## Dataset entries:

______________________________

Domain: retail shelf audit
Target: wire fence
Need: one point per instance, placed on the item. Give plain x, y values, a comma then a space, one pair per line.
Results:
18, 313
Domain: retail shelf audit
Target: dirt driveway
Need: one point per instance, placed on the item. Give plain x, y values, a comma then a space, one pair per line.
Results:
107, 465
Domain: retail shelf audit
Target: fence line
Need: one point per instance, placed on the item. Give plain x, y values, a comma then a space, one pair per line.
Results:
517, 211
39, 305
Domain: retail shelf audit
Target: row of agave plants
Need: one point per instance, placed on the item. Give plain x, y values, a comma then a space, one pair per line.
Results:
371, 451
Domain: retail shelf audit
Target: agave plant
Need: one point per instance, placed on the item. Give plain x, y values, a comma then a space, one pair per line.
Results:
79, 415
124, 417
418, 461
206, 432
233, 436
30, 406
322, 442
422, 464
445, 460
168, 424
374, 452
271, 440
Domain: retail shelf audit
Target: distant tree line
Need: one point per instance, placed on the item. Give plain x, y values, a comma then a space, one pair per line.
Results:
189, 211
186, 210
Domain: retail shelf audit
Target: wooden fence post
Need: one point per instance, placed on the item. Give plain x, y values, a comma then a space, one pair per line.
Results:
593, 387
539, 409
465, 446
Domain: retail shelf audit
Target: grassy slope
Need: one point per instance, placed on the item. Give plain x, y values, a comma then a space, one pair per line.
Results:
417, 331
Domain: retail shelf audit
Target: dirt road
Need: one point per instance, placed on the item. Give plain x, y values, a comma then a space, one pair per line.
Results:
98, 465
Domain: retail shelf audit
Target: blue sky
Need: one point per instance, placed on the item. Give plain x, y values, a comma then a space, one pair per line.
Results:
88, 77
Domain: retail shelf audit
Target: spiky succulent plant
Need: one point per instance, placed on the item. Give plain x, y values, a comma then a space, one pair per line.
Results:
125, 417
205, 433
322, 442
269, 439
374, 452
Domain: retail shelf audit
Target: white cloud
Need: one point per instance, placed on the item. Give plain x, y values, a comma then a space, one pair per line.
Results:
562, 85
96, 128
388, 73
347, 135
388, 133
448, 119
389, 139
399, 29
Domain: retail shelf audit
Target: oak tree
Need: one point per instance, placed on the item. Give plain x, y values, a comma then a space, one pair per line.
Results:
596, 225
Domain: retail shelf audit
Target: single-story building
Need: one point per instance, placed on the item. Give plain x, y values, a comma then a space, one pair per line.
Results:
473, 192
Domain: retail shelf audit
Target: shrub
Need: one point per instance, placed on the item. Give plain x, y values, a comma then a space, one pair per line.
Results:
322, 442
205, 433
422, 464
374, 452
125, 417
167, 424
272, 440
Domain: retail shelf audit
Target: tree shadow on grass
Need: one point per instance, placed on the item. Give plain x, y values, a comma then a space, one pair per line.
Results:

______________________________

## Problem to solve:
Which lines in the material above contain the word "agave", counting only matches with the same uppercase and lowercase letters? Pull out each of those lines in full.

## The output:
Target: row of agave plants
Target: agave plant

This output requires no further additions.